## Written instruction
Please reproduce word for word the lines of the records below, starting with the line that contains "form (681, 903)." and going on through the line that contains "(883, 1073)". Give only those lines, with both the first and the last included.

Entries from a pointing dataset
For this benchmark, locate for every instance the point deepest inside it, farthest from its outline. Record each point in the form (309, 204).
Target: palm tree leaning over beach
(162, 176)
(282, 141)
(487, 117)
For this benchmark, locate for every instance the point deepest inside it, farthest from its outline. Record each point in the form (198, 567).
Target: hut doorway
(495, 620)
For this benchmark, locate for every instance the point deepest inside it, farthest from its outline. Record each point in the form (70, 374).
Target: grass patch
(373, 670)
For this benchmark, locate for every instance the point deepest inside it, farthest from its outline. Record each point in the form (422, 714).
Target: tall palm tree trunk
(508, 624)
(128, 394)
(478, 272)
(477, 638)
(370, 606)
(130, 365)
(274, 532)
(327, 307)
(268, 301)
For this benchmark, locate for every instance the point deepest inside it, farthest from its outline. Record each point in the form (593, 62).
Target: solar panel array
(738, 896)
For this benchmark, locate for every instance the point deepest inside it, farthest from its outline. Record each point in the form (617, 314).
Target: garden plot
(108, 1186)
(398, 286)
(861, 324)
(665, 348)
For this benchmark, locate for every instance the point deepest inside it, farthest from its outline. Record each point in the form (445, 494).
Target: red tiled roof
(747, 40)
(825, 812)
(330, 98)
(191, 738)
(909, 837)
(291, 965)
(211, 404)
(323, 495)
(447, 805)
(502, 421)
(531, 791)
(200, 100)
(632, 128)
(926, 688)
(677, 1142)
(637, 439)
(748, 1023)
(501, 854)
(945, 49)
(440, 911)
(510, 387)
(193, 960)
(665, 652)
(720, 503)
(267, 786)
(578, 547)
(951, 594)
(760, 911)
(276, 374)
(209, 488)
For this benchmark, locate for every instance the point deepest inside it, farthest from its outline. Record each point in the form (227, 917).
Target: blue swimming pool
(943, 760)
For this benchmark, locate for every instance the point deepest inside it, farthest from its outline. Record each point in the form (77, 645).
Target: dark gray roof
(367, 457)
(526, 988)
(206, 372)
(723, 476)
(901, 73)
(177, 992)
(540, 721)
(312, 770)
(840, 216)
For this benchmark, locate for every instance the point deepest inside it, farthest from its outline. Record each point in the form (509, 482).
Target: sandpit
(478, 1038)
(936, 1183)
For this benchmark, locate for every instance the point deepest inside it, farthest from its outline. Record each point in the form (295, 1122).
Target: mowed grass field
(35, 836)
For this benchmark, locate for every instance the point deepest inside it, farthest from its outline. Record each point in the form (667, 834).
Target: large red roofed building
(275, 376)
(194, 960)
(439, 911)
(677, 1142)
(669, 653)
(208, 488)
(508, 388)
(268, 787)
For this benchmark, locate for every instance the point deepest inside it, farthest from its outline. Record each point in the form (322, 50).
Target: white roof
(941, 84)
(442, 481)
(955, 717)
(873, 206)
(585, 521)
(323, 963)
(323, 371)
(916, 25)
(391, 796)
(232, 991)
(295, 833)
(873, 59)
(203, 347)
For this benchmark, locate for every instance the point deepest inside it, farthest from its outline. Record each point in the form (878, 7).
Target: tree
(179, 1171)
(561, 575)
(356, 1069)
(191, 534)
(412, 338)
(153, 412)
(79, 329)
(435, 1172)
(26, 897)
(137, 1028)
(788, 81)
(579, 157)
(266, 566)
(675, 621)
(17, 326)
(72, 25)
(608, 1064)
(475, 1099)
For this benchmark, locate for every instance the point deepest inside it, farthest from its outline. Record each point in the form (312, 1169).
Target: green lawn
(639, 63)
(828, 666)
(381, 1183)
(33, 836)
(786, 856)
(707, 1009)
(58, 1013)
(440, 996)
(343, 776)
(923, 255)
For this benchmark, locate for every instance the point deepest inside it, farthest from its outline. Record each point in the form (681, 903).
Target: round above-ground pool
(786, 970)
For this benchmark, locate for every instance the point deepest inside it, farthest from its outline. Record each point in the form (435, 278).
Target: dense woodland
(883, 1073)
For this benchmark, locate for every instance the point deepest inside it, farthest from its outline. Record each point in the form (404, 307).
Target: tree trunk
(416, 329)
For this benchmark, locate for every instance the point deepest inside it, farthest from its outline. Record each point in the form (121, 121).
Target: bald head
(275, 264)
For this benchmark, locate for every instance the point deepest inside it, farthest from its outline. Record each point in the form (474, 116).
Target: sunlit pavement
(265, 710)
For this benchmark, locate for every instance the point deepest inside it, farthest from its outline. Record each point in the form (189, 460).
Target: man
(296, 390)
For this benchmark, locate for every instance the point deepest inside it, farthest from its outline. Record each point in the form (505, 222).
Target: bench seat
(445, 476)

## Reply
For this benchmark, locate for every instance the point deepest inside it, farthest from its outline. Record each point in the form (681, 903).
Target: round above-ground pool
(786, 970)
For this benchmark, locate for every instance the point deepest inside it, farthest from its outline. Record each point in the form (435, 278).
Target: dense woodland
(883, 1073)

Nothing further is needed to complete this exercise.